## Written instruction
Please rename "boat" as "vessel" in the data starting at the line that contains "Task: point: the harbor" and ending at the end of the data, then give those lines again with everything else unchanged.

━━━━━ Exercise material

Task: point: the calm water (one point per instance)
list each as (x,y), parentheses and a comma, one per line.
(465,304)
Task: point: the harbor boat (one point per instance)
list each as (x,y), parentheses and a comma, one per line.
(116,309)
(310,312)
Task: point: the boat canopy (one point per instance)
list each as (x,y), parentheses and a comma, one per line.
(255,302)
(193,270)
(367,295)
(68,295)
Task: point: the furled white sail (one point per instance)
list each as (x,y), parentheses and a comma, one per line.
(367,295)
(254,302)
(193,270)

━━━━━━━━━━

## Full response
Task: point: the harbor vessel (one point per instance)
list each as (x,y), parentheses and a comma, one per line.
(116,309)
(310,312)
Task: point: the vessel canopy (one point per instance)
list each as (x,y), parentheses and a comma, one per line.
(255,302)
(193,270)
(367,295)
(68,295)
Task: point: the furled white sail (one point per instance)
list each as (x,y), parentheses and a comma, one per line.
(367,295)
(254,302)
(193,270)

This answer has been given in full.